Today Ways and Means Subcommittee Ranking Member Pete Stark and Energy and Commerce Committee Ranking Member Henry A. Waxman and released a report they requested of the Government Accountability Office (GAO) that calls on Medicare Special Needs Plans (SNPs) that serve dual eligible beneficiaries to provide better and more standardized reporting on quality and performance measures and increased transparency of care coordination models.
In the past year, much attention has been placed on better coordinating services for dual eligible beneficiaries- those individuals eligible for both Medicare and Medicaid. About 9% of these very vulnerable beneficiaries are enrolled in a Medicare Advantage plan specifically designed to serve the special needs of dual eligible beneficiaries called Dual Eligible Special Needs Plans (D-SNPs).
D-SNPs were created to serve specific populations with unique care needs and help them better negotiate the two healthcare systems they rely on for care. GAO's analysis indicates that D-SNPs are serving these vulnerable populations and provide some additional services and care coordination, but to accurately assess their effectiveness in improving care for beneficiaries relative to other Medicare Advantage plans, to other D-SNP plans, or traditional fee for service Medicare, more information is needed.

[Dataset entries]

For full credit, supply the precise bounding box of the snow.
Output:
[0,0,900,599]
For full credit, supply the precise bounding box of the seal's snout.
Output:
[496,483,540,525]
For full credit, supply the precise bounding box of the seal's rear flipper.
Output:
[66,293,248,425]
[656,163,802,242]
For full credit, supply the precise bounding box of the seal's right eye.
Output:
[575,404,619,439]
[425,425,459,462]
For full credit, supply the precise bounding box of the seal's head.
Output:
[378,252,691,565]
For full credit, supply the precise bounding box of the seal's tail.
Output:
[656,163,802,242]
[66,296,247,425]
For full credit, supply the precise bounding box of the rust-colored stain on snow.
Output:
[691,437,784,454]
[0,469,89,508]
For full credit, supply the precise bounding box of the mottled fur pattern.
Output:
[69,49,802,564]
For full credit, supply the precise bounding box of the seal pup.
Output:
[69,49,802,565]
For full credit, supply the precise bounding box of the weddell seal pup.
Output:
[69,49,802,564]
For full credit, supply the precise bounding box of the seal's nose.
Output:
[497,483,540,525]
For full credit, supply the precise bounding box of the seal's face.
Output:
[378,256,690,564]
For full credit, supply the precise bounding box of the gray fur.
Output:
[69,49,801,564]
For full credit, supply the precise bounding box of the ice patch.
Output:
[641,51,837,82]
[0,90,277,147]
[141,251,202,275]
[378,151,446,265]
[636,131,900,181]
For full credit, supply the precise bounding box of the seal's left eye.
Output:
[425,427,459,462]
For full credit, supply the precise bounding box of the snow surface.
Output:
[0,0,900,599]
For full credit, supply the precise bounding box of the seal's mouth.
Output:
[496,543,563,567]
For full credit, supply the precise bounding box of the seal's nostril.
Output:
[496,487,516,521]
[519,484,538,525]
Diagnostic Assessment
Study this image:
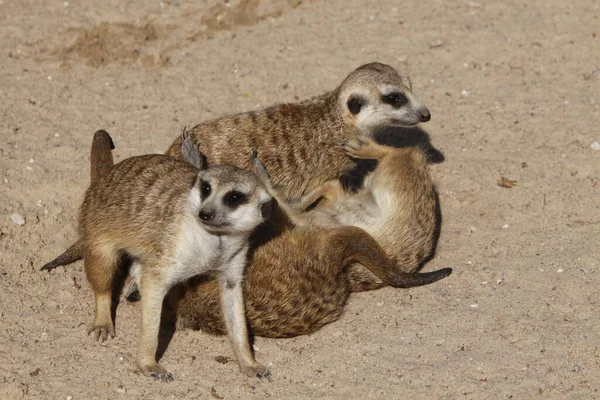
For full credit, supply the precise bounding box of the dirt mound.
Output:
[55,22,169,68]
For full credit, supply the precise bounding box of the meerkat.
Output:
[42,62,431,274]
[177,150,452,337]
[82,134,452,338]
[66,134,271,381]
[42,129,115,271]
[167,62,431,201]
[255,136,438,280]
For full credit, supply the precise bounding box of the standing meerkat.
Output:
[167,62,431,201]
[177,150,452,337]
[82,132,452,337]
[43,62,431,270]
[71,134,271,381]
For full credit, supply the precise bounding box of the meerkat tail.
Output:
[42,240,83,271]
[333,227,452,288]
[42,130,115,271]
[90,130,115,182]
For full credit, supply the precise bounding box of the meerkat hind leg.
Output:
[84,253,118,342]
[137,267,174,382]
[218,273,272,382]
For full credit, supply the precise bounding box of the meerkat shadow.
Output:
[374,126,446,164]
[340,126,446,193]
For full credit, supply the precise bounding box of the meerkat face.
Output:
[339,63,431,135]
[192,166,272,234]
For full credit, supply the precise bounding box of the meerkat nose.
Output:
[419,109,431,122]
[198,210,215,221]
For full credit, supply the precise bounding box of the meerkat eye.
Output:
[223,190,248,208]
[200,181,212,199]
[381,92,408,108]
[346,96,364,115]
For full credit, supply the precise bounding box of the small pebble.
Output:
[10,213,25,226]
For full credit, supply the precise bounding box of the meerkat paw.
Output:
[88,321,115,342]
[344,136,372,158]
[240,363,273,382]
[140,364,175,382]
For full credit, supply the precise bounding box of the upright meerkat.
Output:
[83,132,452,337]
[167,63,431,201]
[44,62,431,270]
[177,148,452,337]
[69,133,271,381]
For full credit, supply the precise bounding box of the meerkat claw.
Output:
[256,370,273,382]
[150,372,175,383]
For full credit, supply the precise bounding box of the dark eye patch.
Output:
[346,96,365,115]
[223,190,248,208]
[200,181,212,200]
[381,92,408,108]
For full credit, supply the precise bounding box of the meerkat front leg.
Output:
[292,180,351,212]
[137,267,173,382]
[344,136,394,160]
[218,252,272,382]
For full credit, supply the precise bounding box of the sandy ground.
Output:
[0,0,600,399]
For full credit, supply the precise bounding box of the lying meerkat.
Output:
[65,132,271,381]
[84,134,452,337]
[167,63,431,201]
[43,62,431,276]
[263,137,438,280]
[177,151,452,337]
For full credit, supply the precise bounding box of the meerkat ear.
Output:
[346,95,365,115]
[250,150,271,186]
[181,128,206,170]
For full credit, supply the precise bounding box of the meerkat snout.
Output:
[420,107,431,122]
[192,165,271,233]
[338,63,431,131]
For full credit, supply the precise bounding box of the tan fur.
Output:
[167,63,429,200]
[274,137,439,279]
[178,139,451,337]
[177,227,451,338]
[41,62,430,276]
[79,143,270,381]
[42,130,115,271]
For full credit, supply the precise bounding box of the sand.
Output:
[0,0,600,399]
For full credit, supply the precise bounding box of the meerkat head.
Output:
[338,63,431,135]
[192,165,272,234]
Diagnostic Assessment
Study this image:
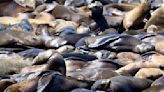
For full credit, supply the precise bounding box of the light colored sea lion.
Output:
[116,61,160,75]
[104,3,138,12]
[4,77,39,92]
[56,45,75,53]
[151,76,164,86]
[52,5,82,22]
[40,26,67,48]
[143,85,164,92]
[123,0,150,31]
[150,54,164,67]
[67,68,118,81]
[147,25,164,33]
[0,79,16,92]
[71,88,94,92]
[0,0,33,16]
[155,40,164,54]
[117,52,142,65]
[144,4,164,29]
[14,0,45,8]
[0,54,32,74]
[135,68,164,80]
[32,49,56,65]
[20,64,47,74]
[91,75,152,92]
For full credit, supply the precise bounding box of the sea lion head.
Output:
[46,52,66,75]
[135,43,155,53]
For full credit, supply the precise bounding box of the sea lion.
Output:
[123,0,150,31]
[0,0,33,16]
[37,73,93,92]
[151,76,164,86]
[144,5,164,29]
[40,26,67,48]
[61,33,90,46]
[89,1,109,31]
[88,34,154,53]
[62,53,97,61]
[91,75,152,92]
[4,77,39,92]
[135,68,164,80]
[116,52,142,65]
[155,41,164,54]
[17,48,44,58]
[64,58,90,74]
[19,64,47,74]
[93,50,117,59]
[14,0,45,9]
[143,85,164,92]
[32,49,56,65]
[45,52,66,75]
[0,54,32,74]
[116,61,160,75]
[67,68,119,81]
[147,25,164,33]
[52,5,82,22]
[104,3,137,12]
[56,45,75,54]
[0,79,16,92]
[71,88,94,92]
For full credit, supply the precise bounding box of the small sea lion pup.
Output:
[144,4,164,29]
[123,0,150,31]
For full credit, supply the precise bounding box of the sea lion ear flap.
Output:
[37,73,53,92]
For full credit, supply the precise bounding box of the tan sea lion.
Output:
[123,0,150,31]
[144,4,164,29]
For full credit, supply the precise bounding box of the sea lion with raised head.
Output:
[123,0,150,31]
[144,4,164,29]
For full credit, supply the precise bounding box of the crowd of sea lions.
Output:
[0,0,164,92]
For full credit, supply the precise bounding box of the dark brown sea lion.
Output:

▸ Task set
- A) Rewrite the section of the announcement about the GAO report on special needs plans that opens with the words "D-SNPs were created" and closes with "information is needed.", substituting "at-risk populations" for "vulnerable populations".
- B) Extend the announcement about the GAO report on special needs plans, picking up after its final sentence.

▸ Solved tasks
- A)
D-SNPs were created to serve specific populations with unique care needs and help them better negotiate the two healthcare systems they rely on for care. GAO's analysis indicates that D-SNPs are serving these at-risk populations and provide some additional services and care coordination, but to accurately assess their effectiveness in improving care for beneficiaries relative to other Medicare Advantage plans, to other D-SNP plans, or traditional fee for service Medicare, more information is needed.

- B)
"Special Needs Plans are serving the vulnerable Medicare and Medicaid eligible individuals, particularly those that have disabilities" said Rep. Stark. "However, it remains unclear whether they are worth the extra money that we pay. GAO makes specific recommendations to CMS to improve monitoring and reporting of services provided by SNPs. This would be an important step forward to help ensure that taxpayer dollars are being wisely spent by D-SNPs."
"This report reinforces the fact that our work is not done," said Rep. Waxman. "The Affordable Care Act made a number of improvements in the Medicare and Medicaid programs to enhance care for beneficiaries. Today's report indicates that we still don't have a clear picture of the quality of care beneficiaries in Dual Eligible Special Needs Plans receive. To truly improve care for this population, we must be able to hold the plans accountable for the patients they serve through public reporting of more detailed quality and performance information."